EXERCISE INSTRUCTIONS: Convert the part of the listing below that opens with the line containing "Task: Could you identify the white pillar" and closes with the line containing "<point>96,100</point>" into a numbered list, keeping both of those lines and leaving out any blank lines.

Records for pointing at named objects
——
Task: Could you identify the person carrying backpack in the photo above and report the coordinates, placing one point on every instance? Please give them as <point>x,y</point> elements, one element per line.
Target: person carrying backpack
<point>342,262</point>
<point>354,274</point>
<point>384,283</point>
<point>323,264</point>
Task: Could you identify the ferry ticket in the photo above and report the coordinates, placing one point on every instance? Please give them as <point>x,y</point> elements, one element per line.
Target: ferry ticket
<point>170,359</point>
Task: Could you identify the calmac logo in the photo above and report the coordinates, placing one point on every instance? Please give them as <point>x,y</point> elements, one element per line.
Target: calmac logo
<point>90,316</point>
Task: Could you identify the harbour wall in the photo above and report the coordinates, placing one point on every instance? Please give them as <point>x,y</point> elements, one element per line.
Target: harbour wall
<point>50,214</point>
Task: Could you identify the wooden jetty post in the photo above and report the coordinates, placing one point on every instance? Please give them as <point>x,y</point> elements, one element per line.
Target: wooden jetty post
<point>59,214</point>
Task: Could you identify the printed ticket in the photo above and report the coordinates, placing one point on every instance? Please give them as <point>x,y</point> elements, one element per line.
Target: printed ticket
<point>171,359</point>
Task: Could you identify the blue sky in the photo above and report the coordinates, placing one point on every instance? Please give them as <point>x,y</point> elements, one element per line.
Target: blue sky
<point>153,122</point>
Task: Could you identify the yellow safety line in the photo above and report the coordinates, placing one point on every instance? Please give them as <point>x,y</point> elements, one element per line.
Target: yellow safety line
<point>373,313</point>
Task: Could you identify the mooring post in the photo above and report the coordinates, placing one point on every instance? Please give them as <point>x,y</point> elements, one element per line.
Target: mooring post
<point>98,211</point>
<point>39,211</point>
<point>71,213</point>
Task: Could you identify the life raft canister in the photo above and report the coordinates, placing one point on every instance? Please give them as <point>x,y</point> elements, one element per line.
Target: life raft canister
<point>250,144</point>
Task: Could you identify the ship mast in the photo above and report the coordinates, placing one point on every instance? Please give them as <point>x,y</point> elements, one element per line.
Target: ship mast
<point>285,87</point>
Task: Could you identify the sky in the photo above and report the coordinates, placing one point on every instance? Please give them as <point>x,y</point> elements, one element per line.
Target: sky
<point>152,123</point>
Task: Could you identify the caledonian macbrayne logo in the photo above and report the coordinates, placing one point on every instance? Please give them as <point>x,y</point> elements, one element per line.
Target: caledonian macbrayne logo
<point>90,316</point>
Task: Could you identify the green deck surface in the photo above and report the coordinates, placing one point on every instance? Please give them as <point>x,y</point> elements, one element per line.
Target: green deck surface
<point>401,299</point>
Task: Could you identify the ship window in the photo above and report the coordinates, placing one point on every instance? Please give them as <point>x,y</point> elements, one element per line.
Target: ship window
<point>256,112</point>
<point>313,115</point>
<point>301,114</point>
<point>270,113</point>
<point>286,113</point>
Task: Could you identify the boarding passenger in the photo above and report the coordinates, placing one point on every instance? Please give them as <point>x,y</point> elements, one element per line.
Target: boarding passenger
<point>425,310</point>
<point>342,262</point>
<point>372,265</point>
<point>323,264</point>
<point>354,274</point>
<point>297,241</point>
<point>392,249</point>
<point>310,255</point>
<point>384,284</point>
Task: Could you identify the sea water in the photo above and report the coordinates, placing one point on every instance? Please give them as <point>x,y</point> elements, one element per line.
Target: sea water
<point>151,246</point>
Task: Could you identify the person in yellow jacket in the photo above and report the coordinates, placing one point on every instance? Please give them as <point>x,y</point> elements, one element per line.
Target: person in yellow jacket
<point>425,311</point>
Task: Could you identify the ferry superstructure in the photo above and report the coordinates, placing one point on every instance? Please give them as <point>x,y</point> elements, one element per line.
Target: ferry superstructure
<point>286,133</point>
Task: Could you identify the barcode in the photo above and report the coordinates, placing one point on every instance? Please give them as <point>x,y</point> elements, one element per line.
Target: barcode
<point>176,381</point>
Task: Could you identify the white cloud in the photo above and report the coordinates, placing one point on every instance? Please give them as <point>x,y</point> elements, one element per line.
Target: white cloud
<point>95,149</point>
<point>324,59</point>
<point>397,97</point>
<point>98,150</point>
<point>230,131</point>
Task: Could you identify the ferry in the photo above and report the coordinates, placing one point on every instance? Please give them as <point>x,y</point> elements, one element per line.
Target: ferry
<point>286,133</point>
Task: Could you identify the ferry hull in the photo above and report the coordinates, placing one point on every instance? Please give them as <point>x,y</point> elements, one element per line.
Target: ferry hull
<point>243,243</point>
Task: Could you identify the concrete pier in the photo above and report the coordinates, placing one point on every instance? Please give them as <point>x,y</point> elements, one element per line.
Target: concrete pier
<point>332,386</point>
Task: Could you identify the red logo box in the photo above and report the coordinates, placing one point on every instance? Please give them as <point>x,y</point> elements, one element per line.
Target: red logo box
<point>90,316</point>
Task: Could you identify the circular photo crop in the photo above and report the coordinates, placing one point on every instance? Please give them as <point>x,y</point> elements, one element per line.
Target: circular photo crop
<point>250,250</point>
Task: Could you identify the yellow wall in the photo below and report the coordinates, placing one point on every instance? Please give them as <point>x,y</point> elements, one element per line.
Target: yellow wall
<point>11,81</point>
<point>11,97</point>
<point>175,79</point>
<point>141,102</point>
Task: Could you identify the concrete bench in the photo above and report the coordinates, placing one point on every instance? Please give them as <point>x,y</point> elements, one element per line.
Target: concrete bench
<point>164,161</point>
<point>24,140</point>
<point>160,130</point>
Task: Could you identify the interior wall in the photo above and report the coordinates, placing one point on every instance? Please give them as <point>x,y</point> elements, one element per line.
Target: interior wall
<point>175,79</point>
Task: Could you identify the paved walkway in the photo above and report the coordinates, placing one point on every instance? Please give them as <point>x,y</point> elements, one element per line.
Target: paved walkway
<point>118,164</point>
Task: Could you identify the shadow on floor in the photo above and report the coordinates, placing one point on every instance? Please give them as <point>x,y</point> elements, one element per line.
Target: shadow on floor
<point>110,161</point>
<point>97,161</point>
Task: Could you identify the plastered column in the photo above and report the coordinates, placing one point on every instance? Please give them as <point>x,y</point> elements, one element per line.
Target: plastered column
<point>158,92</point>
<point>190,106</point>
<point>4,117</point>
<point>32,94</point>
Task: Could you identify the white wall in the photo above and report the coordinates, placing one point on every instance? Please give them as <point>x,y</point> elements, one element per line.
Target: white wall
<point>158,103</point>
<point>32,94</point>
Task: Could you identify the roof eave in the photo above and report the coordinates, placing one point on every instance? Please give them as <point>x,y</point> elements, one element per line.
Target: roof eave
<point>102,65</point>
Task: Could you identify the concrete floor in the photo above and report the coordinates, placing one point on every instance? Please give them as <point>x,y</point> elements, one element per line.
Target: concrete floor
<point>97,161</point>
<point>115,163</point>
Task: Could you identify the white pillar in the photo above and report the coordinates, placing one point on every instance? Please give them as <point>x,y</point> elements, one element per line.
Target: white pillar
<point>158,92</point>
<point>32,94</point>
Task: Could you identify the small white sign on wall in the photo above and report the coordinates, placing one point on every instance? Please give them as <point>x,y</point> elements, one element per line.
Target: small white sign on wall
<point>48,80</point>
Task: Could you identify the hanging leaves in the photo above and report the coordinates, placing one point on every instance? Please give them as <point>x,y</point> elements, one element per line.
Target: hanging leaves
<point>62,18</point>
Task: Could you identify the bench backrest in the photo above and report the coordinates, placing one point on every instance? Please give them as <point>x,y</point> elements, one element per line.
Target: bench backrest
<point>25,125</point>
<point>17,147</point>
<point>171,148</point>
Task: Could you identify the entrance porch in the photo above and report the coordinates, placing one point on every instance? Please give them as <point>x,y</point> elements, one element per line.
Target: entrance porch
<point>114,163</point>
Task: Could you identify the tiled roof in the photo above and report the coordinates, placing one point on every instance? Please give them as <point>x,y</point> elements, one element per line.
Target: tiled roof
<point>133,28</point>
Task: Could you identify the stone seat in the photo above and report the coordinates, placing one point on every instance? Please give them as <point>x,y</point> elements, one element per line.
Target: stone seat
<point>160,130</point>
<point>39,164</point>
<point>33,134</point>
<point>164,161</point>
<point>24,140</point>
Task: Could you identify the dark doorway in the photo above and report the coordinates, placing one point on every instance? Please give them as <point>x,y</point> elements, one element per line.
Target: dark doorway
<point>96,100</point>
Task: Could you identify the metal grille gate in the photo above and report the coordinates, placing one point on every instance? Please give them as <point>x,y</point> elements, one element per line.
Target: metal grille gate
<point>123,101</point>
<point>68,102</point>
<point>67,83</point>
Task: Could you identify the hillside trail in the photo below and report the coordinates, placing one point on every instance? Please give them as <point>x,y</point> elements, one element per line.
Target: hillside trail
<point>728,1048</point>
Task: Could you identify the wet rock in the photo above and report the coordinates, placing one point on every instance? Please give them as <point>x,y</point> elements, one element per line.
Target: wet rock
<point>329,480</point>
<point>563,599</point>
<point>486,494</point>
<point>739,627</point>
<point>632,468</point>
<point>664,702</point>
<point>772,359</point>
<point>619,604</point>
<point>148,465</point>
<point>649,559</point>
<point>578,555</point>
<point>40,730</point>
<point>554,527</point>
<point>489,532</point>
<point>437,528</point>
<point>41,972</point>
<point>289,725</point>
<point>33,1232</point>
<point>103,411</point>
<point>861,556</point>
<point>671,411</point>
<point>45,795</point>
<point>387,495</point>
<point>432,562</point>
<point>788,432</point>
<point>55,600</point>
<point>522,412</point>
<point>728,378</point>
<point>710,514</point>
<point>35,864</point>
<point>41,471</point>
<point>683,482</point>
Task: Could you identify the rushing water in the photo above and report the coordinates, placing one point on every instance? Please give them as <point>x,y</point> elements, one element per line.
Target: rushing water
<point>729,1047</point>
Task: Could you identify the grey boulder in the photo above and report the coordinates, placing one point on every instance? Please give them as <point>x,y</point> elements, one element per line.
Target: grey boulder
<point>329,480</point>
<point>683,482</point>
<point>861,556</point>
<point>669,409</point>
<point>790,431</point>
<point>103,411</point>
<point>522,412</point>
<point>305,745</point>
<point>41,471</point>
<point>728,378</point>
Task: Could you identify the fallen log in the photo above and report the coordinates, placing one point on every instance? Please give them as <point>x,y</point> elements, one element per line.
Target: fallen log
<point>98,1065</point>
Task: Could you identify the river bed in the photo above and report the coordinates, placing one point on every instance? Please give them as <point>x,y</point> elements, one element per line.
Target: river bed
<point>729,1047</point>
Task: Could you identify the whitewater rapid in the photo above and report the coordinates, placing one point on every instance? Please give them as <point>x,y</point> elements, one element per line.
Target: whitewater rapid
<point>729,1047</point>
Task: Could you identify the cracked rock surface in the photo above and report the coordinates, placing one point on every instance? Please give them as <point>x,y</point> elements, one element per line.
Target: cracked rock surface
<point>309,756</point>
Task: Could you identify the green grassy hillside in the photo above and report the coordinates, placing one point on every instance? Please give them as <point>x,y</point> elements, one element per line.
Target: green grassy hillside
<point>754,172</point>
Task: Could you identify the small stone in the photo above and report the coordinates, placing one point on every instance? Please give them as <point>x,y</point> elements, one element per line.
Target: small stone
——
ANSWER TO THIS EXERCISE:
1. Task: Could you identify the white pillar in the photo above and report the coordinates, placing one point on every instance? Please give them as <point>x,y</point> elements, one element per line.
2. Target: white pillar
3. <point>158,92</point>
4. <point>32,94</point>
5. Task: Could you identify the small white sign on wall in the photo above and report the coordinates, placing one point on every instance? Please give them as <point>x,y</point> elements, one element per line.
6. Target: small white sign on wall
7. <point>48,80</point>
8. Task: Could you identify the hanging leaves in the photo above and report the coordinates, placing one point on every instance? Please give them as <point>x,y</point> elements, one element per line.
9. Target: hanging leaves
10. <point>62,18</point>
11. Task: Could you identify the bench backrest in the photo above and report the coordinates, placing one point on every instance? Please give them as <point>x,y</point> elements, one element per line.
12. Target: bench backrest
13. <point>25,125</point>
14. <point>17,147</point>
15. <point>171,148</point>
16. Task: Could you identify the entrance porch in the photo above and report the coordinates, placing one point on every instance? Please give them as <point>x,y</point> elements, one element per line.
17. Target: entrance porch
18. <point>114,163</point>
19. Task: Could you identify the tiled roof in the photo above and report the coordinates, placing one point on every instance? Please give them as <point>x,y</point> elements, one element per line.
20. Target: tiled roof
21. <point>133,28</point>
22. Task: Could you identify the stone seat in the photo above and report the coordinates, placing one point on every instance? Please give them as <point>x,y</point> elements, one element per line.
23. Target: stone seat
24. <point>160,130</point>
25. <point>39,164</point>
26. <point>33,134</point>
27. <point>164,161</point>
28. <point>24,140</point>
29. Task: Could you identify the dark doorway in the photo above and report the coordinates, placing one point on every instance? Please give them as <point>x,y</point> elements, one element per line.
30. Target: dark doorway
31. <point>96,100</point>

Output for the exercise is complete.